* [PROBLEM DETAILS]:
Search the records for the word "light" and copy every line in which it occurs.

* [Source records]:
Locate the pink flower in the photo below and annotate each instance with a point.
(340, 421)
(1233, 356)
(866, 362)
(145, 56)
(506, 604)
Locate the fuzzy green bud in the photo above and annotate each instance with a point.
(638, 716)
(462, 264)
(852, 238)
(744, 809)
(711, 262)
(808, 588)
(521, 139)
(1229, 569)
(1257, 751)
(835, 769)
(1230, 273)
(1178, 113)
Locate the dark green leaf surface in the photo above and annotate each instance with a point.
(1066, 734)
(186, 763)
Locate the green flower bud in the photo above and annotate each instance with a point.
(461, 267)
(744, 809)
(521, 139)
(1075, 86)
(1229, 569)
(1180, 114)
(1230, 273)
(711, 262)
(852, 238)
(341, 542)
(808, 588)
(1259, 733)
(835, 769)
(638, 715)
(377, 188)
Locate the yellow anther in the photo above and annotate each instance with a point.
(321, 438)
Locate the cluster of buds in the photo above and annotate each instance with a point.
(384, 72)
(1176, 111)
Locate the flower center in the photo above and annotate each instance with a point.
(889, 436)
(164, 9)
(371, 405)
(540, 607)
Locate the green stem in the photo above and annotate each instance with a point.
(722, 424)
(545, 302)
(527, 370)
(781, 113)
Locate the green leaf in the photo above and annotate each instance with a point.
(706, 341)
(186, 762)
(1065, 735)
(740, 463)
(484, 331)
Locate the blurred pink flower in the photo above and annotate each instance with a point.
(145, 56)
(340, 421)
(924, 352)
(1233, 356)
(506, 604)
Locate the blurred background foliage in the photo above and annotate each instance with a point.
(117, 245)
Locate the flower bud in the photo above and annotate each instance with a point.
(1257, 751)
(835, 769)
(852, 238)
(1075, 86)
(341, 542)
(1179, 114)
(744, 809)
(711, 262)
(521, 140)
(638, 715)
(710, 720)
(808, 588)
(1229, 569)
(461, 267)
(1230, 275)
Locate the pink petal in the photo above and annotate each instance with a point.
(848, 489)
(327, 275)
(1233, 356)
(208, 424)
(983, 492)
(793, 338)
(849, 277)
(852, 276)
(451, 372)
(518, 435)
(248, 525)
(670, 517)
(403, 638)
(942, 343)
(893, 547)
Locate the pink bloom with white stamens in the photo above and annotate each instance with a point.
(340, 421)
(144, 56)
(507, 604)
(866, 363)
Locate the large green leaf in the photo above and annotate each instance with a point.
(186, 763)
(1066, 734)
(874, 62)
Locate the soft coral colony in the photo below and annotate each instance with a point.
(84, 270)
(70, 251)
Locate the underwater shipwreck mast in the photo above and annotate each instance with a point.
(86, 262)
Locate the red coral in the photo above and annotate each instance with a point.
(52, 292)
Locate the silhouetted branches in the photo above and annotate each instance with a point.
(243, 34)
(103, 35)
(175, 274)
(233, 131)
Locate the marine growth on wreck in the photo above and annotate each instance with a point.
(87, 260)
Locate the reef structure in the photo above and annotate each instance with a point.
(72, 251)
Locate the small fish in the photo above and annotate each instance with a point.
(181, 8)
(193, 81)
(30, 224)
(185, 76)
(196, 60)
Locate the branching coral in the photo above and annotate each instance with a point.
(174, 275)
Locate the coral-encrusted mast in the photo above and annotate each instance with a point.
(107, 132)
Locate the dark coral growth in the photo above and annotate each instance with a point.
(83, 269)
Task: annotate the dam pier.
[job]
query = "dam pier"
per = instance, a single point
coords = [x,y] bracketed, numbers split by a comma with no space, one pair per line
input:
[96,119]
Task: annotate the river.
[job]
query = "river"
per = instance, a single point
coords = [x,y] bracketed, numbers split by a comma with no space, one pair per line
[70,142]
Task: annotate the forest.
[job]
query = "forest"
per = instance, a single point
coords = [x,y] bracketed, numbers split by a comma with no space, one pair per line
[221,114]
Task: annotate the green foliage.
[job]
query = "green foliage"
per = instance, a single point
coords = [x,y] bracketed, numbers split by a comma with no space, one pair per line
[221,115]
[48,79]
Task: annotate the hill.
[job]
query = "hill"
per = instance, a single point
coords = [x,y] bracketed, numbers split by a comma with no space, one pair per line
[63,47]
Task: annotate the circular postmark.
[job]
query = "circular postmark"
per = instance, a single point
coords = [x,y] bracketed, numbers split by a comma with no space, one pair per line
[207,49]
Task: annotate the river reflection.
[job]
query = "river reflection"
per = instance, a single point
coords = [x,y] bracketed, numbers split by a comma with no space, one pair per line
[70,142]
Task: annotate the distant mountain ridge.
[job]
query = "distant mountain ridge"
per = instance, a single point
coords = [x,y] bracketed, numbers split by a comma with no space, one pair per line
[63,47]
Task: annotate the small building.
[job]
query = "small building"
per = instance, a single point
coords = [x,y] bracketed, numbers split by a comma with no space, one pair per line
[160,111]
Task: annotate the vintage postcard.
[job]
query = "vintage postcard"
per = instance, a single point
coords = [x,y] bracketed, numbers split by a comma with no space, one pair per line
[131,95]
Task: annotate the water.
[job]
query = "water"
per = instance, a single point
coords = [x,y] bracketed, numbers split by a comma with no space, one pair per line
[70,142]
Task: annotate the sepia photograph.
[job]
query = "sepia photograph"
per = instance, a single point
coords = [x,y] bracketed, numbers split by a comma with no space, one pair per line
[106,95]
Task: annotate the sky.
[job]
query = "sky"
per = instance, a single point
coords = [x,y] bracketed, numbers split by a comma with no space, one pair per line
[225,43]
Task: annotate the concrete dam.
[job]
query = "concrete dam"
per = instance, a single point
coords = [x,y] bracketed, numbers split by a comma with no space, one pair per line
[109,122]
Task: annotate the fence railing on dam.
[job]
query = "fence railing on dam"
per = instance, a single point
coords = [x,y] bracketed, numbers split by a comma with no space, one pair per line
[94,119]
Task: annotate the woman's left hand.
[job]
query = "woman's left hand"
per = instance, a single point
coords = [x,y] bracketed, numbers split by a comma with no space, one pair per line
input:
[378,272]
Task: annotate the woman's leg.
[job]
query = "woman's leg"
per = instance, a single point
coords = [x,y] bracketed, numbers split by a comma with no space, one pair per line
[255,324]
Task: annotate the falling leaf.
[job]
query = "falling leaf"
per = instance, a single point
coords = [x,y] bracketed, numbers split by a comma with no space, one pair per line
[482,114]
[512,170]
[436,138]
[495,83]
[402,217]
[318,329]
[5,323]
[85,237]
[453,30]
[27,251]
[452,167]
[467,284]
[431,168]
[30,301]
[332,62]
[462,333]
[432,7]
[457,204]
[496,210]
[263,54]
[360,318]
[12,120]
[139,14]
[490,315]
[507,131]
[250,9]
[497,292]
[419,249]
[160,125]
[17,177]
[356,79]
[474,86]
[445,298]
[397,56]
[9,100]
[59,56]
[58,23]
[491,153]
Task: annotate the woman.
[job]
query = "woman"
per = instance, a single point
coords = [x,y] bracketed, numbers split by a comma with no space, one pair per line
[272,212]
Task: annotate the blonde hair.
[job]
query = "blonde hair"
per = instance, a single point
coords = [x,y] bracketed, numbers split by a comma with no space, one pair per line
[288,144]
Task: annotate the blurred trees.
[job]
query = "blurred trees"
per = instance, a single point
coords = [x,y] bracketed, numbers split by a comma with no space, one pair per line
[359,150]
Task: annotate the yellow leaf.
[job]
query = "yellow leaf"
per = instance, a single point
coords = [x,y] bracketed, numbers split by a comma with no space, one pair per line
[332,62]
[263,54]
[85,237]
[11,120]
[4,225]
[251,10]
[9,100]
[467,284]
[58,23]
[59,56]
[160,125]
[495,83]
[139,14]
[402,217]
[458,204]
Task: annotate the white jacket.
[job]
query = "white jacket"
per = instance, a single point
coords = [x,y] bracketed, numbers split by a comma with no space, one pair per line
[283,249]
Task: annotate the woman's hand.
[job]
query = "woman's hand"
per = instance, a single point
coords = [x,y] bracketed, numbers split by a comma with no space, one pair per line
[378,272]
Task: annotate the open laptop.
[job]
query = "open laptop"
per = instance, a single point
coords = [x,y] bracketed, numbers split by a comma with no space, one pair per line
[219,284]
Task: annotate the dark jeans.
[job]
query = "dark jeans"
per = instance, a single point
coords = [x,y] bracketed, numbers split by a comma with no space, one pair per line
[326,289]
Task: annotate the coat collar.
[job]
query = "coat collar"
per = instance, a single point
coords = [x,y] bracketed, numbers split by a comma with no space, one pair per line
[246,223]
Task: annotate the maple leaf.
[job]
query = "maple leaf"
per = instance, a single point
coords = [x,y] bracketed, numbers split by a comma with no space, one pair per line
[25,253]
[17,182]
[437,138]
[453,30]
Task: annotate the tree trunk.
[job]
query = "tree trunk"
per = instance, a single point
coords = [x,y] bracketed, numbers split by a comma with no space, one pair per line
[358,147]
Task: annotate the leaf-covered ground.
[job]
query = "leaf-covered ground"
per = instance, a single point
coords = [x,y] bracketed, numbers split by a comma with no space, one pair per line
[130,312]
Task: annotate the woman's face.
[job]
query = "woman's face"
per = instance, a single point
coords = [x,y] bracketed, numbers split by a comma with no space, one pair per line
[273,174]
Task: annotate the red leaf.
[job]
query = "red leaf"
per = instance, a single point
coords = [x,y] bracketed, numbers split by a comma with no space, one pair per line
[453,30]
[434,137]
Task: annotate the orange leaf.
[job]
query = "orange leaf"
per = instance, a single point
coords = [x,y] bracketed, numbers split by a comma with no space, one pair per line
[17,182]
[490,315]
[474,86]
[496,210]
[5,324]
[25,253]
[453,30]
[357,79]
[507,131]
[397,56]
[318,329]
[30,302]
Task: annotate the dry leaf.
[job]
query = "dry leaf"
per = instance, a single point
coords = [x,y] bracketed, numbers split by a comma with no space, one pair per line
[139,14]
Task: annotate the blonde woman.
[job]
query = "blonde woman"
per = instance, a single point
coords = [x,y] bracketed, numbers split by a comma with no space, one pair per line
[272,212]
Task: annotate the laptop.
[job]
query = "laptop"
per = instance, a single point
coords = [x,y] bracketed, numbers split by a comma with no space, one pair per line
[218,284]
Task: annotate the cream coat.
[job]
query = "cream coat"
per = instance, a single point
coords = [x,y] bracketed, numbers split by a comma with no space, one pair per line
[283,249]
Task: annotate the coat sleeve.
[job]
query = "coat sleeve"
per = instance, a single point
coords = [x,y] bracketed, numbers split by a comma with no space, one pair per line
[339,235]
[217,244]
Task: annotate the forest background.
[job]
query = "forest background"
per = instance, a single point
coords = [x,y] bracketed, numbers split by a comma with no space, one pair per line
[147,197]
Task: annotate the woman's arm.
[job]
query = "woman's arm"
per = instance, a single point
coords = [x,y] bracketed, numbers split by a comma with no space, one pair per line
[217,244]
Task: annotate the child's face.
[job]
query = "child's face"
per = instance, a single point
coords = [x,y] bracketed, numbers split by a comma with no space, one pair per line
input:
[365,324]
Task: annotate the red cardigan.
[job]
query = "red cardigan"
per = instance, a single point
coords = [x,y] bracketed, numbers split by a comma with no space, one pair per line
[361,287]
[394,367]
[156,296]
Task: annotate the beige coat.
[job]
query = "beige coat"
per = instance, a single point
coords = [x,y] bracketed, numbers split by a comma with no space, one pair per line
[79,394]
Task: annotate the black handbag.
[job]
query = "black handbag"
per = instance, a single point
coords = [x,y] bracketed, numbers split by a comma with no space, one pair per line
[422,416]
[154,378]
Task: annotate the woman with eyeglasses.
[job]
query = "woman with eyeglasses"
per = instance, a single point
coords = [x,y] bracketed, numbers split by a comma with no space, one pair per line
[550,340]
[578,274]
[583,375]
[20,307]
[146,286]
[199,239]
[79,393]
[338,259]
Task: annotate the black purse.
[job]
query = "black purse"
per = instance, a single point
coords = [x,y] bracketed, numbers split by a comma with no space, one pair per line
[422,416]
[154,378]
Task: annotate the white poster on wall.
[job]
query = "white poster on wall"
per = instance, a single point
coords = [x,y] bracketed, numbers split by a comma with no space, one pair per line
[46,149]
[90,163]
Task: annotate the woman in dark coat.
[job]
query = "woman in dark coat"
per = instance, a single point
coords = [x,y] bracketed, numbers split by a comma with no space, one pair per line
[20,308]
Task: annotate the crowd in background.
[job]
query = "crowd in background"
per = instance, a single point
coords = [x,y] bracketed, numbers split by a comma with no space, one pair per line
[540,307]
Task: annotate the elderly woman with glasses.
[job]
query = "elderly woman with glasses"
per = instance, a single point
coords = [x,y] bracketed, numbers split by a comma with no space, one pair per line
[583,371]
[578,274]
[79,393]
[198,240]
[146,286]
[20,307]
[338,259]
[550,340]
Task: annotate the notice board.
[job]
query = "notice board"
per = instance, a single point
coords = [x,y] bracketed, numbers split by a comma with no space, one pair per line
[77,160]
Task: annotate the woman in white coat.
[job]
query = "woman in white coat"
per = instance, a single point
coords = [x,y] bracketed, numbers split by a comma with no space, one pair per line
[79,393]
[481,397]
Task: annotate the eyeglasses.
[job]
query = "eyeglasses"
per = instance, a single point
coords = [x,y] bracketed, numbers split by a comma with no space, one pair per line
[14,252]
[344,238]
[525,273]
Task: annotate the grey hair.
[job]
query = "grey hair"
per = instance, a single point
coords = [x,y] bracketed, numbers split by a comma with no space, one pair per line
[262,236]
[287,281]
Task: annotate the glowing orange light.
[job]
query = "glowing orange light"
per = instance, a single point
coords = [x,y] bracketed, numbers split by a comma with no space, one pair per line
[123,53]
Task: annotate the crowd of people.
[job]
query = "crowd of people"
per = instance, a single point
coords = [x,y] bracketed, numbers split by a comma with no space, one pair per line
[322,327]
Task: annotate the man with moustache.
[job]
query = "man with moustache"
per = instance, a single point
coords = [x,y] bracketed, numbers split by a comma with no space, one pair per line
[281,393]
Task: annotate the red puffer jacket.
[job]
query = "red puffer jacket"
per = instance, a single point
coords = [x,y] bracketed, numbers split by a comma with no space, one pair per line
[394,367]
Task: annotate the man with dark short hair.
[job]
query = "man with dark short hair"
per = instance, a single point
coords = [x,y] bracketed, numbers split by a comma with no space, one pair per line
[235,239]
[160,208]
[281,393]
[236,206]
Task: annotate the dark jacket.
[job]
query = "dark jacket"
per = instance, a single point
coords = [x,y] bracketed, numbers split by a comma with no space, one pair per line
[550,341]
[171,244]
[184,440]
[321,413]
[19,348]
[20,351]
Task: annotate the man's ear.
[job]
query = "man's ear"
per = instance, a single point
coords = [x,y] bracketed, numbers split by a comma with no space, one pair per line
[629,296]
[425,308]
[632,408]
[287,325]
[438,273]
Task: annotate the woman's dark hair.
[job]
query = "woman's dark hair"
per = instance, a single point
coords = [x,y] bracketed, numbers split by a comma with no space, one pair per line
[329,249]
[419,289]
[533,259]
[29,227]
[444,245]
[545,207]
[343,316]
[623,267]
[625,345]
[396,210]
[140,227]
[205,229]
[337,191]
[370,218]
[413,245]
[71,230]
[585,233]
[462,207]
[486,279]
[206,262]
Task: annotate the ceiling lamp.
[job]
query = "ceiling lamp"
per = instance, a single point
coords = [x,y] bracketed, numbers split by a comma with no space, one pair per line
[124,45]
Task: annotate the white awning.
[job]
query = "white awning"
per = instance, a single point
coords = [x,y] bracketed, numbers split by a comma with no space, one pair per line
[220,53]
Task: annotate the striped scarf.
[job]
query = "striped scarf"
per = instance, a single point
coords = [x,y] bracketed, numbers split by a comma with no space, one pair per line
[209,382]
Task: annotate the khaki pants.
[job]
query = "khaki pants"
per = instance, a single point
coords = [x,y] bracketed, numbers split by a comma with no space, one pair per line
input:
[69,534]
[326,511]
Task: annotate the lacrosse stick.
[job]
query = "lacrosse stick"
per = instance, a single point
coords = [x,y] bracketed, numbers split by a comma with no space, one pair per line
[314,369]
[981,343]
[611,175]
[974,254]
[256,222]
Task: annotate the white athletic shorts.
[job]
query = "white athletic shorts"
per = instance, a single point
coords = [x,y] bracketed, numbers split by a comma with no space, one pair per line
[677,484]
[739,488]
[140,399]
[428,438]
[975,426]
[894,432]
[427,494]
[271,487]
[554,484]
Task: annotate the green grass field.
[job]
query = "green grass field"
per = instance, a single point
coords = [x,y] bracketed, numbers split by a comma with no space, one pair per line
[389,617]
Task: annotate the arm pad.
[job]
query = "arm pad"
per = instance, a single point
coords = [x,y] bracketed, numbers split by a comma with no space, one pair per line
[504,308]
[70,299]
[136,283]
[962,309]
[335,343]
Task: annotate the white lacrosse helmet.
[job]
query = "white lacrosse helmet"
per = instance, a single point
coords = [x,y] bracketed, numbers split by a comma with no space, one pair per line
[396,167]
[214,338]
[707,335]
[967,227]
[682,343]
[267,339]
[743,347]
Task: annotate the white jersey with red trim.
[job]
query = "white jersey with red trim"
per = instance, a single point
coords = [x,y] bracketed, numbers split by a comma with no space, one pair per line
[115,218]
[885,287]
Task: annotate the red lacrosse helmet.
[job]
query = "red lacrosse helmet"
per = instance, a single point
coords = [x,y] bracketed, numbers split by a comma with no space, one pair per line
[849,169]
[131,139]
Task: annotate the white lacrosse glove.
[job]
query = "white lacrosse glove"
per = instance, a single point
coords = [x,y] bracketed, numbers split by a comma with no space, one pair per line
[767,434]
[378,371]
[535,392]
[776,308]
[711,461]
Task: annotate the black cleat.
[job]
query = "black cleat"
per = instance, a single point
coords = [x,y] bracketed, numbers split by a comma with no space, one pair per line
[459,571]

* [WRITTEN SOLUTION]:
Task: annotate the glowing orange light.
query = "glowing orange light"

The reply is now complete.